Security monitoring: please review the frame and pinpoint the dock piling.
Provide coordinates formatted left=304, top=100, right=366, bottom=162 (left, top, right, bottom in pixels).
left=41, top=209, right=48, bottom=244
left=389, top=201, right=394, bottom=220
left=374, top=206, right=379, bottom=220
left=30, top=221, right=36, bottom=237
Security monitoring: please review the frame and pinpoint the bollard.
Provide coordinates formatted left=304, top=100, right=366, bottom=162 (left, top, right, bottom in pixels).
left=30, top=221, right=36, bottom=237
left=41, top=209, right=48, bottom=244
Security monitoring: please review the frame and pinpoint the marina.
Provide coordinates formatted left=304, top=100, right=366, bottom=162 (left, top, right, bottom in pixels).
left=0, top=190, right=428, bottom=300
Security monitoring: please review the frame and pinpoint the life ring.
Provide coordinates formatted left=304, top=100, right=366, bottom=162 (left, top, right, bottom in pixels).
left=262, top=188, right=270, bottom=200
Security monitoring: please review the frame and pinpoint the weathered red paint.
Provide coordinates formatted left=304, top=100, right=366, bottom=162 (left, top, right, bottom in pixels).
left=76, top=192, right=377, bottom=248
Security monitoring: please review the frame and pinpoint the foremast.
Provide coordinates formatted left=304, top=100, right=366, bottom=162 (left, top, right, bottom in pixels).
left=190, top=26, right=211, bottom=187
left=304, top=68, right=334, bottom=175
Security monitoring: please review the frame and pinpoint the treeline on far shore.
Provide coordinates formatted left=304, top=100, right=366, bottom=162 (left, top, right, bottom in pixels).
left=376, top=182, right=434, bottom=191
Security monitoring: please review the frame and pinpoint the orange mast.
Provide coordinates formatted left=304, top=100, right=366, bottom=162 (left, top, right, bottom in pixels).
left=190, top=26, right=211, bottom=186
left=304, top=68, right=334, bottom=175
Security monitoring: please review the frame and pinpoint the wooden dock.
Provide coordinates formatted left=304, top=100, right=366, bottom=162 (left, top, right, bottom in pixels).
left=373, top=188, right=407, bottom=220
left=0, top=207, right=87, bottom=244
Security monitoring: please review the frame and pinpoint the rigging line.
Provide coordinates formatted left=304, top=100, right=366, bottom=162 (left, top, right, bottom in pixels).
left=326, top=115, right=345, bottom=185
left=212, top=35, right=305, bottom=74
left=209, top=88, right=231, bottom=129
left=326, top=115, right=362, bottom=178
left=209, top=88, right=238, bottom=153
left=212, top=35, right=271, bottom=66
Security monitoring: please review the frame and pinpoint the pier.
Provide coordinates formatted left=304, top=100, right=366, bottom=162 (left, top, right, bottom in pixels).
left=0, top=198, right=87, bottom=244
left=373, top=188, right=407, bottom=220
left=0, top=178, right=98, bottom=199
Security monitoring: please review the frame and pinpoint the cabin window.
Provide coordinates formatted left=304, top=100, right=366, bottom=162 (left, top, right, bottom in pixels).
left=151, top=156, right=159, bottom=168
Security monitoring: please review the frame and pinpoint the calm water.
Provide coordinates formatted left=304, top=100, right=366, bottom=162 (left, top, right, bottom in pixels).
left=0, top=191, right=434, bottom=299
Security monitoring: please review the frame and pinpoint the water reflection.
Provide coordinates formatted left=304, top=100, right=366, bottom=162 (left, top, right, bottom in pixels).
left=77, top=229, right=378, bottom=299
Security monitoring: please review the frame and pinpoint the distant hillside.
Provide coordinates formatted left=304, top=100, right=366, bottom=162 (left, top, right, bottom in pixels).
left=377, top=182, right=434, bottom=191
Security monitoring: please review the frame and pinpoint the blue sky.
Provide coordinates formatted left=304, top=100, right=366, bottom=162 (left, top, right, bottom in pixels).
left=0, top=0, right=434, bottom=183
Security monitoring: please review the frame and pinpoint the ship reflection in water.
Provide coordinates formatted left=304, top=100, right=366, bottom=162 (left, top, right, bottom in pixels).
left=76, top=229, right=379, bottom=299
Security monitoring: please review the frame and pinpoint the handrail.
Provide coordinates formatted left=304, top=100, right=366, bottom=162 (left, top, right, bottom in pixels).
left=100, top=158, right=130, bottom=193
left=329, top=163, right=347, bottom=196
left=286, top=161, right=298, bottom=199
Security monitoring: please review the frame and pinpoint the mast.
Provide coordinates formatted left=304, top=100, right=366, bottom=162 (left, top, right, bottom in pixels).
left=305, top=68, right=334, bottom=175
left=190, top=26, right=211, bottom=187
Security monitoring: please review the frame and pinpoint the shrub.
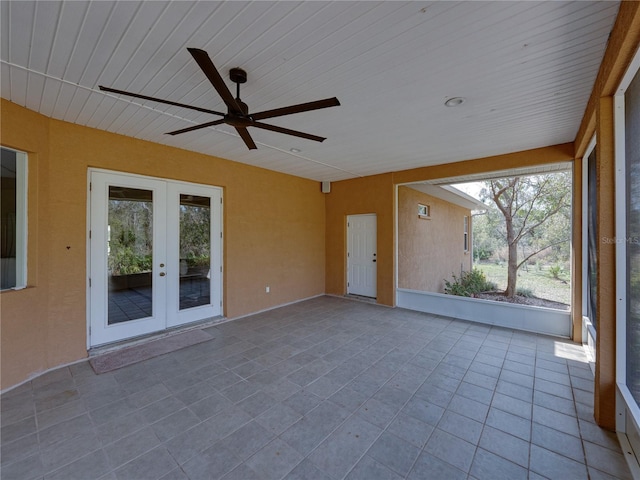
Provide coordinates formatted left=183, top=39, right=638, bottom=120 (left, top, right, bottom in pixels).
left=444, top=268, right=496, bottom=297
left=516, top=287, right=535, bottom=298
left=549, top=265, right=562, bottom=279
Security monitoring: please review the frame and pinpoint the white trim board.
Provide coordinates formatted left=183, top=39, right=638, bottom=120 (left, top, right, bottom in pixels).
left=396, top=288, right=572, bottom=338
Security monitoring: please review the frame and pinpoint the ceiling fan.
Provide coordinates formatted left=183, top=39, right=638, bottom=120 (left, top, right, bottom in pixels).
left=99, top=48, right=340, bottom=150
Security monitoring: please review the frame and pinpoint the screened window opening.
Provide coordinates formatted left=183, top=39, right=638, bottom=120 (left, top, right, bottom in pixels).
left=0, top=148, right=27, bottom=290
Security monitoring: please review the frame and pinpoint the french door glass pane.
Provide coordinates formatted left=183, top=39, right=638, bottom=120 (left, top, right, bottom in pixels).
left=107, top=186, right=153, bottom=325
left=180, top=195, right=211, bottom=310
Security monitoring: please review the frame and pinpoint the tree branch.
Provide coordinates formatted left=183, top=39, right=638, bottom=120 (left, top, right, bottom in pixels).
left=516, top=238, right=569, bottom=270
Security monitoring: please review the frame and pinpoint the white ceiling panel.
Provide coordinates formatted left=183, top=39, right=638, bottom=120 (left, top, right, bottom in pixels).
left=0, top=0, right=619, bottom=181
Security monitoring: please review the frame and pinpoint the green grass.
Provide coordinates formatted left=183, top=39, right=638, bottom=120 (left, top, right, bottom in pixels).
left=474, top=262, right=571, bottom=305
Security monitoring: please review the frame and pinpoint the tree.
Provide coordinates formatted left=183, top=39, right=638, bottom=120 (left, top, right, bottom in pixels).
left=483, top=172, right=571, bottom=297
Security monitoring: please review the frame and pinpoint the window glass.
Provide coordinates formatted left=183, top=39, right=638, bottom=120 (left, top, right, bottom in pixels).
left=0, top=148, right=26, bottom=290
left=464, top=217, right=469, bottom=252
left=625, top=65, right=640, bottom=405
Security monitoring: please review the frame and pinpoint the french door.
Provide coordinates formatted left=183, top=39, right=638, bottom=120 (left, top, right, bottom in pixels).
left=89, top=171, right=222, bottom=346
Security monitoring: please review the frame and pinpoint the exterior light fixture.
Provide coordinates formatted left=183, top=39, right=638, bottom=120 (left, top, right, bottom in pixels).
left=444, top=97, right=466, bottom=107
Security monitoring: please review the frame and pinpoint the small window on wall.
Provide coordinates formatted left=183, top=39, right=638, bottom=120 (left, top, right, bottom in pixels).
left=464, top=216, right=469, bottom=252
left=0, top=147, right=27, bottom=290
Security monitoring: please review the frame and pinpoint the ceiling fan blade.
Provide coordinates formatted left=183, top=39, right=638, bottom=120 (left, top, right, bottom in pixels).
left=236, top=127, right=258, bottom=150
left=167, top=118, right=224, bottom=135
left=251, top=122, right=326, bottom=142
left=187, top=48, right=242, bottom=113
left=98, top=85, right=224, bottom=116
left=251, top=97, right=340, bottom=120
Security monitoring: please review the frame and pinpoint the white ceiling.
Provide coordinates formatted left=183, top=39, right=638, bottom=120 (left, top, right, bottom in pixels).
left=0, top=0, right=619, bottom=181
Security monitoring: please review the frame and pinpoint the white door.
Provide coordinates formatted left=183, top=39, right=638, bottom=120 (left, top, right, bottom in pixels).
────────────────
**Given problem:**
Copy every line from the first line of the items through the line that contains "left=262, top=188, right=270, bottom=200", including the instruction lines. Increase each coordinate in the answers by 72, and leave the sample format in the instructions unchanged.

**Exercise response:**
Security monitoring: please review the frame and pinpoint the dock piling.
Provide coordinates formatted left=304, top=100, right=366, bottom=162 (left, top, right, bottom in pixels).
left=113, top=281, right=120, bottom=316
left=461, top=273, right=466, bottom=292
left=446, top=278, right=451, bottom=292
left=102, top=293, right=108, bottom=309
Security monitoring: please review the frame and pinpoint the bollard.
Provide coordinates formatted left=304, top=100, right=366, bottom=162 (left, top, right, bottom in pixels).
left=102, top=293, right=108, bottom=309
left=113, top=281, right=120, bottom=316
Security monitoring: please review the frame and pinpoint the marina.
Provide coordinates formatted left=304, top=100, right=366, bottom=162 (left, top, right, bottom in pixels).
left=72, top=262, right=500, bottom=372
Security monitoring: please review the frame and pinpoint the life ring.
Provide coordinates formatted left=304, top=100, right=366, bottom=162 (left, top, right, bottom in pixels).
left=334, top=260, right=342, bottom=272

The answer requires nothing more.